Stored dataset items
※
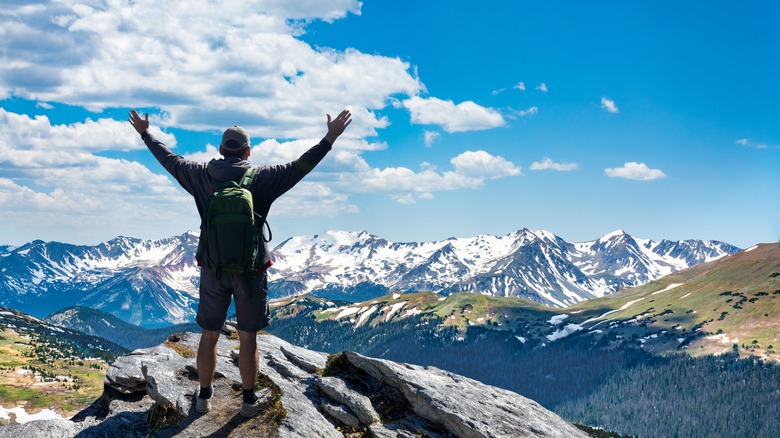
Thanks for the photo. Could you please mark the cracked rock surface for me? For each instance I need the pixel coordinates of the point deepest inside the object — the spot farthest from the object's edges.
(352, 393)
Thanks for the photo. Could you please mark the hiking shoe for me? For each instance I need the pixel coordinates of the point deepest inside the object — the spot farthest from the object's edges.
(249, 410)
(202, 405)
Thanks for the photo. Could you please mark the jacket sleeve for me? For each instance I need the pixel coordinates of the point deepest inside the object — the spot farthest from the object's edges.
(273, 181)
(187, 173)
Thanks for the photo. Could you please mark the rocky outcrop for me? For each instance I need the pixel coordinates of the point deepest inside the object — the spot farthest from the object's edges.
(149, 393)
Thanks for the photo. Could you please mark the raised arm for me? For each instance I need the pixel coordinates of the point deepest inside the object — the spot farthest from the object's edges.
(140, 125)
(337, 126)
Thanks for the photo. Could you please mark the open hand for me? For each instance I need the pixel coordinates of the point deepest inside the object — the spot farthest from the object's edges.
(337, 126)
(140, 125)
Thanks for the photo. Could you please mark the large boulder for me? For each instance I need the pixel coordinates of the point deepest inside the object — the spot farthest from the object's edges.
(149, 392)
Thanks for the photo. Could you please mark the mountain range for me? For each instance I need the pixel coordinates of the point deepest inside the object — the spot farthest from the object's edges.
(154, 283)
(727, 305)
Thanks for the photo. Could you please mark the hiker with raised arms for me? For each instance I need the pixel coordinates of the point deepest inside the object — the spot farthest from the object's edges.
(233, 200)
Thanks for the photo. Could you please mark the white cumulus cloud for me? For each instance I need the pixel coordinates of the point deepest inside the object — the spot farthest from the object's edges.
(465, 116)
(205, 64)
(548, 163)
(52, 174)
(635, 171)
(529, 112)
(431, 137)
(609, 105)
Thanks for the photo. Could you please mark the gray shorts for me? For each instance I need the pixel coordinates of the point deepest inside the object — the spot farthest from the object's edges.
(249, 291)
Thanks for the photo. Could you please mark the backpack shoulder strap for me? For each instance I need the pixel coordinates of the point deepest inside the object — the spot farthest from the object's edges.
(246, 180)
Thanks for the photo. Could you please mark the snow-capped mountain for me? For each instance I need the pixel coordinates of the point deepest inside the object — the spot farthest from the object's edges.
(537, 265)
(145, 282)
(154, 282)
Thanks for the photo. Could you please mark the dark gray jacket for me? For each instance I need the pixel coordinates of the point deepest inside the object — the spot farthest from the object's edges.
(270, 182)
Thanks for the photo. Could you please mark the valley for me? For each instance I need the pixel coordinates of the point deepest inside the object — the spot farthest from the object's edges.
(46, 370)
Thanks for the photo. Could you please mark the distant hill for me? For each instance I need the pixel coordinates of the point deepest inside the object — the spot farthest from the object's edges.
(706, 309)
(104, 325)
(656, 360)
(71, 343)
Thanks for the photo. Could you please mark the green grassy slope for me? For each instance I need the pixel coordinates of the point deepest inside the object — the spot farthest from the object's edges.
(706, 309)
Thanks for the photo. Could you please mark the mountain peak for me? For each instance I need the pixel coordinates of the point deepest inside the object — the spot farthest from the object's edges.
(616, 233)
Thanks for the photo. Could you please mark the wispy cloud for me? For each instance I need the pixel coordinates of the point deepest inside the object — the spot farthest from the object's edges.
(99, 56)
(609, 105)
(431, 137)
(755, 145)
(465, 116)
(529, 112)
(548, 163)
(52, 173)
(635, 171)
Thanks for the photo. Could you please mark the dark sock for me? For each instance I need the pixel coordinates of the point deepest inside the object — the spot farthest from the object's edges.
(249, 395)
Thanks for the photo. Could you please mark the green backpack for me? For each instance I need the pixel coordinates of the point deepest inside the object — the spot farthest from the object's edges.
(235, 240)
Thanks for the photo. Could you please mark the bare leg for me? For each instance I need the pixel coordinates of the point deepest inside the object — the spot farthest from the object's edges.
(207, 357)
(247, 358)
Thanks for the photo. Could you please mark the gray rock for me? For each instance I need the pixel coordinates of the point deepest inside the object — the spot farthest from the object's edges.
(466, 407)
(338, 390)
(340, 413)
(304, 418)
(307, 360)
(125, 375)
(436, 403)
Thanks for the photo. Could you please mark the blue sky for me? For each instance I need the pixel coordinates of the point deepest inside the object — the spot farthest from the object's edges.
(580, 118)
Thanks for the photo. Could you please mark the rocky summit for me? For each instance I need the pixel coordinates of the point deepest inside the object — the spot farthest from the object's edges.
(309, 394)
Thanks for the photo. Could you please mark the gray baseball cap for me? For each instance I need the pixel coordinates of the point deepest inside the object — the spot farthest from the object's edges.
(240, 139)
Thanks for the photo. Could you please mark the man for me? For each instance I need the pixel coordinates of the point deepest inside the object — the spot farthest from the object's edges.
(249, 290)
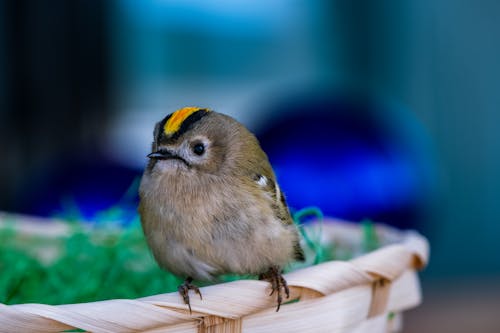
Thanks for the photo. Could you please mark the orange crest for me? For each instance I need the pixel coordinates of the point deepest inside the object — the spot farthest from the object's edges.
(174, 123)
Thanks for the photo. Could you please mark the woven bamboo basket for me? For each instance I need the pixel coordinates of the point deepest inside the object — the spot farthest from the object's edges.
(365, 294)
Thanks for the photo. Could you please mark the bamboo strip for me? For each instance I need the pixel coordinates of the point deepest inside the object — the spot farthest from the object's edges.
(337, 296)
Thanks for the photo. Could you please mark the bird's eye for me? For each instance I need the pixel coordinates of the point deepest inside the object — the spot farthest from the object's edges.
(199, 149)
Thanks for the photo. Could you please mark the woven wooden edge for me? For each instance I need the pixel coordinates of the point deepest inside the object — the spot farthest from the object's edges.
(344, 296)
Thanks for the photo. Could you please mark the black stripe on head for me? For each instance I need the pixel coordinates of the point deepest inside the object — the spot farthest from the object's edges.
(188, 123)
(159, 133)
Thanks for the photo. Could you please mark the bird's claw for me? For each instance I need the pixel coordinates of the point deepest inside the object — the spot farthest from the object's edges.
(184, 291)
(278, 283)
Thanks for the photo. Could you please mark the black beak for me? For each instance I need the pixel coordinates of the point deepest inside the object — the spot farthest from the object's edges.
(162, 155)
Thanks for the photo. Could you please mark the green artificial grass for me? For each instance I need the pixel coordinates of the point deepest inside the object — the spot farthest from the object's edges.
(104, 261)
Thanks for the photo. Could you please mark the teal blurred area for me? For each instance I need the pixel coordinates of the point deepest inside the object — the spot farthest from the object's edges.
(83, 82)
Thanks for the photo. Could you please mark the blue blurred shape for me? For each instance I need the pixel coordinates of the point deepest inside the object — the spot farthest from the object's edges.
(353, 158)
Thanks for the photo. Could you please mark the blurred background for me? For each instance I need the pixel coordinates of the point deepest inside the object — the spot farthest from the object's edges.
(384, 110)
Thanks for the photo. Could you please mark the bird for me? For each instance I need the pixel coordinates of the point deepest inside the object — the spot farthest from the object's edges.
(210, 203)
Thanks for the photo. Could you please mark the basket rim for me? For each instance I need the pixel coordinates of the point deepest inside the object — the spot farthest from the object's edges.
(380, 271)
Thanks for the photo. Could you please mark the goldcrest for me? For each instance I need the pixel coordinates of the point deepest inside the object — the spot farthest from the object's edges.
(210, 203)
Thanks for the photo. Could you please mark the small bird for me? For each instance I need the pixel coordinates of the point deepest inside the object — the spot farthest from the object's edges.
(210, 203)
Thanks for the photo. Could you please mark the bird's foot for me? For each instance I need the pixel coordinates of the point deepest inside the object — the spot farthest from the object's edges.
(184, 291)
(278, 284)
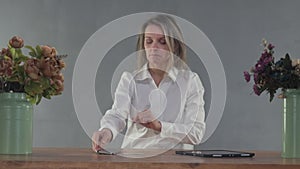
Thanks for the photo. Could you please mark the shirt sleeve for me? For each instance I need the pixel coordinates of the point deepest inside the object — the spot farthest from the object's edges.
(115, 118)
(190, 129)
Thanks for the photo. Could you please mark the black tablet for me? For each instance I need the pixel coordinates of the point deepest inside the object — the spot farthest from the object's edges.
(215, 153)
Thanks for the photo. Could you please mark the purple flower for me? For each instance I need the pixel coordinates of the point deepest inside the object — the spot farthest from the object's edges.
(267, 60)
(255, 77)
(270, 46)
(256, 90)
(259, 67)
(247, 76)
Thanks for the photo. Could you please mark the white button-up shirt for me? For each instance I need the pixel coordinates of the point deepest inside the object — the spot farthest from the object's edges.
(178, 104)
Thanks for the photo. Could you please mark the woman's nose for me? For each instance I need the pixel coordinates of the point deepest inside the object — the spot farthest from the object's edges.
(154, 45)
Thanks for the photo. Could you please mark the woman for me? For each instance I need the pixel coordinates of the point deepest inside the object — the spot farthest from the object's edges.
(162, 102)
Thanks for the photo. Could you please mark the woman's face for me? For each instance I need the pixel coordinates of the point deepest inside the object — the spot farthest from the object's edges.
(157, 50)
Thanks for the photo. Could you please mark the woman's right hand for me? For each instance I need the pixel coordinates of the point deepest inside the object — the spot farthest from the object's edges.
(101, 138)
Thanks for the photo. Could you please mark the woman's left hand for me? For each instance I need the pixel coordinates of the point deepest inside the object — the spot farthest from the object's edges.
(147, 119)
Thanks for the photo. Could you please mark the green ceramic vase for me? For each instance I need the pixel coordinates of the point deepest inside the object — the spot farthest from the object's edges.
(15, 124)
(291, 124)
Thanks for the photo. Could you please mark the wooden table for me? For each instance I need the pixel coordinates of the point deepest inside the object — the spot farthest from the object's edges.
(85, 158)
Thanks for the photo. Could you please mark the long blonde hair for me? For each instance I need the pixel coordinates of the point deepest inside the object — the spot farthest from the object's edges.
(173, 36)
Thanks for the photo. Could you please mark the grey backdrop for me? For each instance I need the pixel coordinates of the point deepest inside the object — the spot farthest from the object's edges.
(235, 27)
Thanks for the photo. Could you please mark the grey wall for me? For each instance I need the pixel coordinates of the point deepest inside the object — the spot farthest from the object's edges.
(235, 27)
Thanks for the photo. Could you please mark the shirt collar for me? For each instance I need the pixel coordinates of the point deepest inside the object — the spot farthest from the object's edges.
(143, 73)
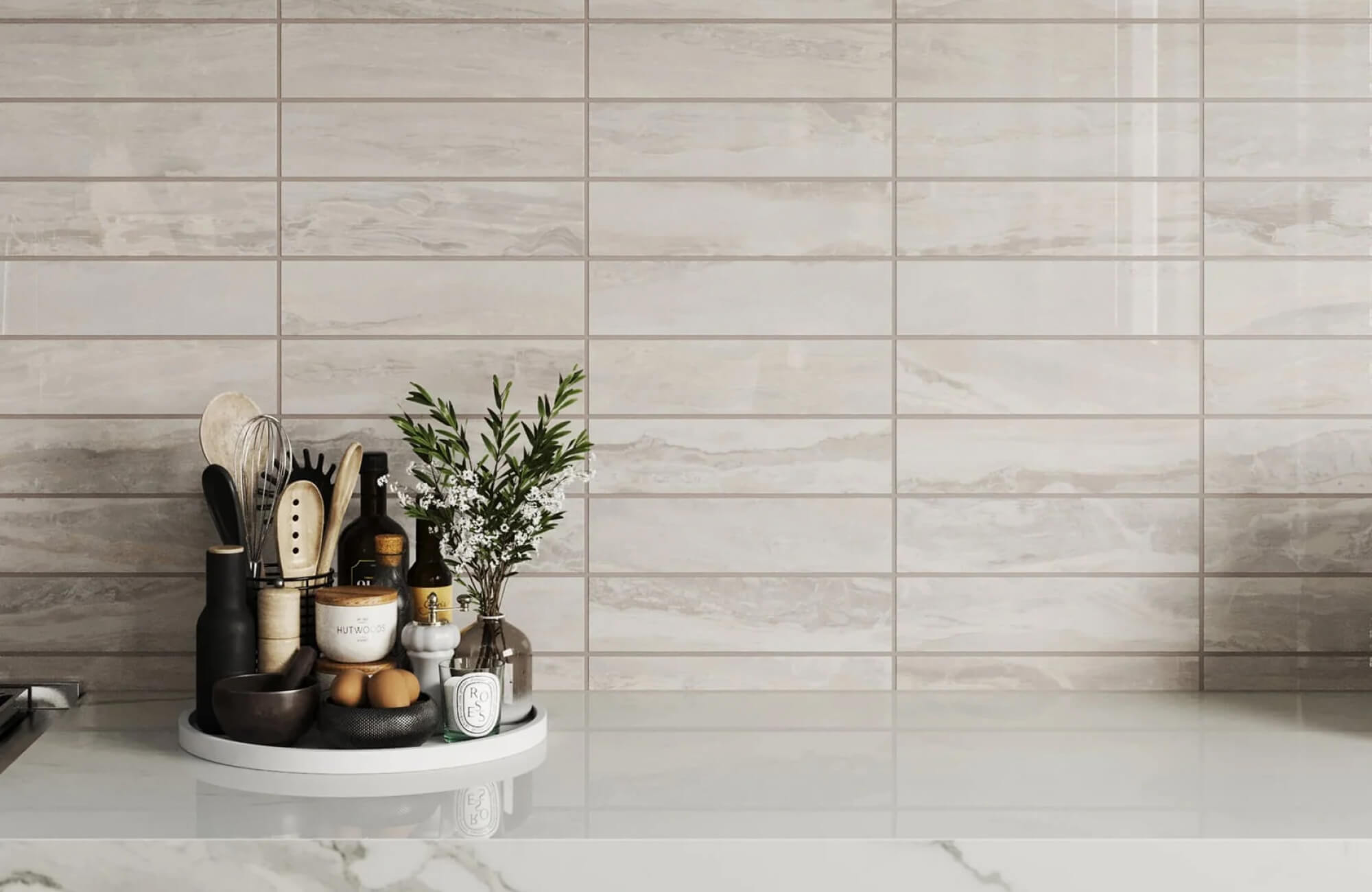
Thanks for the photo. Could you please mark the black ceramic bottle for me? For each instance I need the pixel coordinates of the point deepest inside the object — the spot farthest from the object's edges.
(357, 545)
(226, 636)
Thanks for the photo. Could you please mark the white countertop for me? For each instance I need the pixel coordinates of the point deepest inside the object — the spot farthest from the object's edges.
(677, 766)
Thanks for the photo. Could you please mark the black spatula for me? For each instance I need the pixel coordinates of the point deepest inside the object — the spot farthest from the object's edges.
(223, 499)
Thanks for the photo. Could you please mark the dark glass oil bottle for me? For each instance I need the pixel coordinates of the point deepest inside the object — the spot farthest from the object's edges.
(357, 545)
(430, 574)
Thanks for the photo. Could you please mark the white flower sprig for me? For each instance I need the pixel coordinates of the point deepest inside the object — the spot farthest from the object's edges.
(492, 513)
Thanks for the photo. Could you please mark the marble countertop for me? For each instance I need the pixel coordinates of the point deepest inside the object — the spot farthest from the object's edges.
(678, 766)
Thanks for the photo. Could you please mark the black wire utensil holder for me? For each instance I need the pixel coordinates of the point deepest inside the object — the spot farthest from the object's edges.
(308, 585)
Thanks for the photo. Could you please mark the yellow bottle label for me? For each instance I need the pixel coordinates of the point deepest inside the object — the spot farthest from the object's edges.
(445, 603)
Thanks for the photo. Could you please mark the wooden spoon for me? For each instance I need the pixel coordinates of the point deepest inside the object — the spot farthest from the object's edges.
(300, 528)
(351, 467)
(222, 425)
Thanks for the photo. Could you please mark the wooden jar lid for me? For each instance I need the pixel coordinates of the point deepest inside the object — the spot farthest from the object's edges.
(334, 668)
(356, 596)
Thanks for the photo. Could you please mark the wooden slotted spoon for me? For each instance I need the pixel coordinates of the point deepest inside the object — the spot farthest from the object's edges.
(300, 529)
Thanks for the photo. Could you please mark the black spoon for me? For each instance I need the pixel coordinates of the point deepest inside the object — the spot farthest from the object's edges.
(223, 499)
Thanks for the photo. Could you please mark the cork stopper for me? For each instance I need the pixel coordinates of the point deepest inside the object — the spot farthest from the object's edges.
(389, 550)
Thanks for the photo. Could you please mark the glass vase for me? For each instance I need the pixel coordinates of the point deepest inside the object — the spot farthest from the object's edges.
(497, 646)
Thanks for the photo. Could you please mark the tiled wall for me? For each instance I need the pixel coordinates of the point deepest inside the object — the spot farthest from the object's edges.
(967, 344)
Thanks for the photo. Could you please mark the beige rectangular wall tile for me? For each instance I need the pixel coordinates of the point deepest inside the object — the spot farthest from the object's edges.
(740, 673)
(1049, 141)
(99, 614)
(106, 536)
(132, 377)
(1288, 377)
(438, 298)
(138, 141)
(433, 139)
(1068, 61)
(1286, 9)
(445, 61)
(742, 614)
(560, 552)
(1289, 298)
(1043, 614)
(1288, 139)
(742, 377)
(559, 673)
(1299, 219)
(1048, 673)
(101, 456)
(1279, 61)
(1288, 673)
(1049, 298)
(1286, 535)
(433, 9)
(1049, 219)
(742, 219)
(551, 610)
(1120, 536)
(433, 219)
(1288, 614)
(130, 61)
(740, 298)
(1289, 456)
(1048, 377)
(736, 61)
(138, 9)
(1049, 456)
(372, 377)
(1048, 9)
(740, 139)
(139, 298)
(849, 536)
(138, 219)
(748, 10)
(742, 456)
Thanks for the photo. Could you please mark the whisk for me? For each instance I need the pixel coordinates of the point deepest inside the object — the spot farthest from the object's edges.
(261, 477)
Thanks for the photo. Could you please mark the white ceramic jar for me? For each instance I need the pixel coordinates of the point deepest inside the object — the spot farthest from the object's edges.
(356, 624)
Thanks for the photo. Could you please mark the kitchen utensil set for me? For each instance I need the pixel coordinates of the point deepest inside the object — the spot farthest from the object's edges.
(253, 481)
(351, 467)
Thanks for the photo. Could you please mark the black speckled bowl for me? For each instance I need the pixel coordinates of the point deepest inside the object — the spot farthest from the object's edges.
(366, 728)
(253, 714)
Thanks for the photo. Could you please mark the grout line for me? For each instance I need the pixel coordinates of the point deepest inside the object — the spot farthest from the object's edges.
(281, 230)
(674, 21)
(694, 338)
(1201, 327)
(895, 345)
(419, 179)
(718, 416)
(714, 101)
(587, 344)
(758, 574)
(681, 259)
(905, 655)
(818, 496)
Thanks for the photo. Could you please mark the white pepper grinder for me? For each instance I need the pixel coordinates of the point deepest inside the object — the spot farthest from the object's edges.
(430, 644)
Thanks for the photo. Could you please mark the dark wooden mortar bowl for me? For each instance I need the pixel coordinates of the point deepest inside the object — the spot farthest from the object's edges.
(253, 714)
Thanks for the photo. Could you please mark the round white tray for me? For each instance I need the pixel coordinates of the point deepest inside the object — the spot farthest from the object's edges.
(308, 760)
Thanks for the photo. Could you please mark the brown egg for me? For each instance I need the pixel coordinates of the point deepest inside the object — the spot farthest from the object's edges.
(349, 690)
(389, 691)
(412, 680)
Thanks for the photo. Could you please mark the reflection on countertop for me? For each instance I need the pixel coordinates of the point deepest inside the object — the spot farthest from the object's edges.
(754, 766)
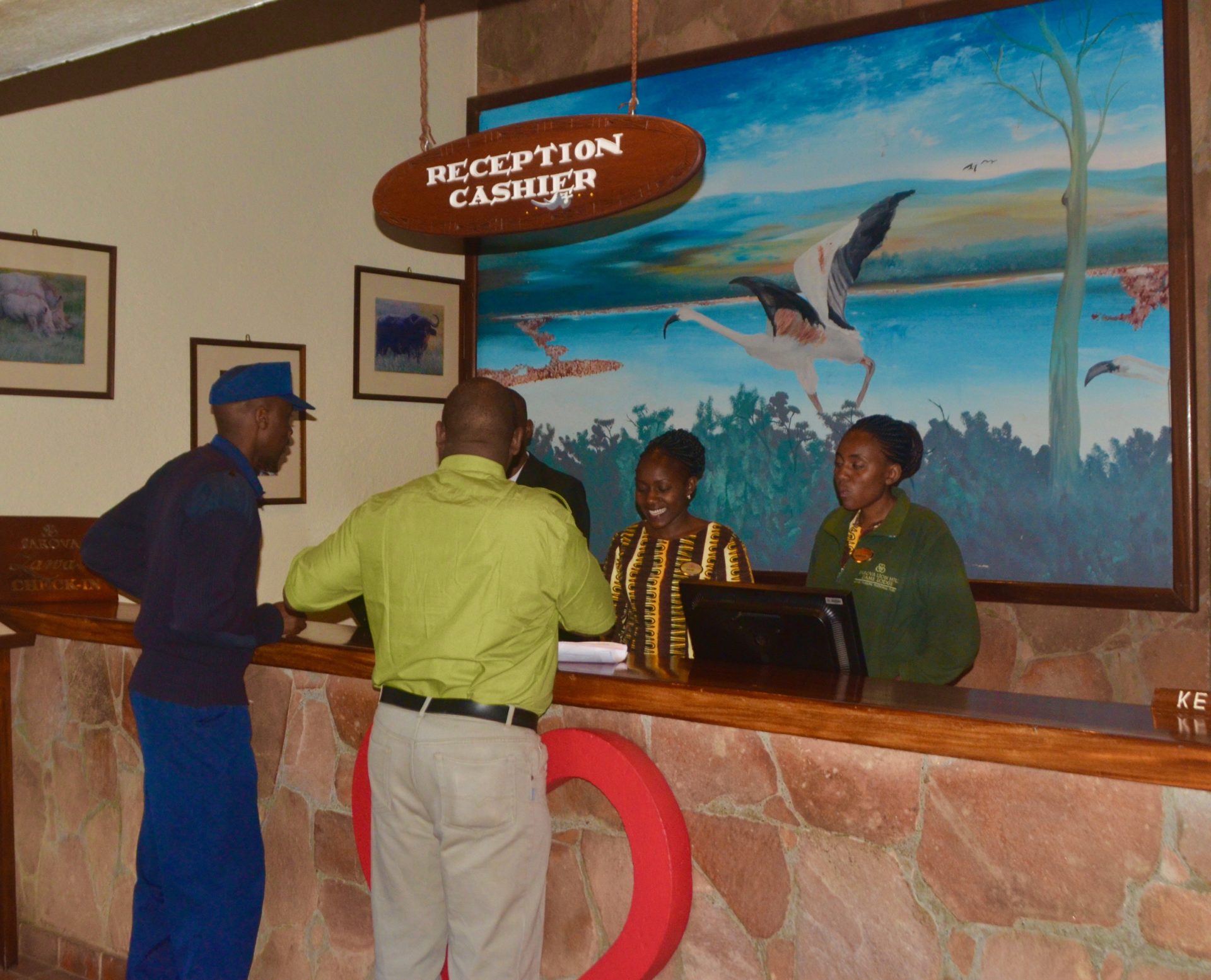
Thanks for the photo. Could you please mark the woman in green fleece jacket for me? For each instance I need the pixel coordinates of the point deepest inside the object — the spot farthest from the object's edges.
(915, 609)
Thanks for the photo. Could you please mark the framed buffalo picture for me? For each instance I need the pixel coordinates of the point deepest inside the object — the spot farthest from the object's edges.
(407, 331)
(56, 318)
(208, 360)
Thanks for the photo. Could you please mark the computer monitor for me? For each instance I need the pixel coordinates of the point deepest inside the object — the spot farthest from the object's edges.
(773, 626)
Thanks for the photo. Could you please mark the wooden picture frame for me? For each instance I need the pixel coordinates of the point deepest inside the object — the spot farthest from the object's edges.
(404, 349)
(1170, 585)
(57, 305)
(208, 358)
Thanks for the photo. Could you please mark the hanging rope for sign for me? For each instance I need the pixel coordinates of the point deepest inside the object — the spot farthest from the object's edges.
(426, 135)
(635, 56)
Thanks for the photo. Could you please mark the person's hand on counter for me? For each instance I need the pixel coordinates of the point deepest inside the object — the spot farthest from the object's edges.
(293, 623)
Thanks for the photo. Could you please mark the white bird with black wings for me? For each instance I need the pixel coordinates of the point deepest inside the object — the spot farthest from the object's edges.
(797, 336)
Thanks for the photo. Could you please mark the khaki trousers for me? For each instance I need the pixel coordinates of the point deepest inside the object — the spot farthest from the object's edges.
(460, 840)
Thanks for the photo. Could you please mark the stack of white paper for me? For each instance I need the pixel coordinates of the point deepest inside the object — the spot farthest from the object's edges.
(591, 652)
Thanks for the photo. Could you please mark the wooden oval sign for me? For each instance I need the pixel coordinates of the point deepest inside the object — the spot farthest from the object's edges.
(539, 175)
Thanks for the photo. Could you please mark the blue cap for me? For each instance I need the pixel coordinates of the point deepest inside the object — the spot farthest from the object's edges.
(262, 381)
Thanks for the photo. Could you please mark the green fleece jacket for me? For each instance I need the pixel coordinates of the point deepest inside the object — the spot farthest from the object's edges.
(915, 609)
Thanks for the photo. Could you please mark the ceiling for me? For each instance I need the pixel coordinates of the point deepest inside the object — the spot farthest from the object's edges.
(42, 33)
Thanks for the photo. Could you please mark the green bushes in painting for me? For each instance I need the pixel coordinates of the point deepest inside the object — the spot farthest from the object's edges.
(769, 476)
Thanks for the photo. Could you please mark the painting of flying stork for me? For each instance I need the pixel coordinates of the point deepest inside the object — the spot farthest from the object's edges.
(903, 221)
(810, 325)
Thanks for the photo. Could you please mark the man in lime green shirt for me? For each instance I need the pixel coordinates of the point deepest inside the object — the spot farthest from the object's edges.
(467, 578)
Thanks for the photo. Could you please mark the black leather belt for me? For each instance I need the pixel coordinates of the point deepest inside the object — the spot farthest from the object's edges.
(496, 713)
※
TASK TO CARRY OUT: Output, unchanged, the lines from the line with "Thanks for the photo. Could you please mark the man in" through the final line of the material.

RESULT:
Thanks for the photo. Could you please mark the man in lime green shirt for me? For each instance I need the pixel coordinates of the point deepest inside the object — the spot farthest from the object's edges.
(467, 578)
Thanks for the photo. Could you please mark the black leather belt for me? For each instance I need the pixel coordinates of the point deepest inside the object — the spot farthest from the object's edges.
(496, 713)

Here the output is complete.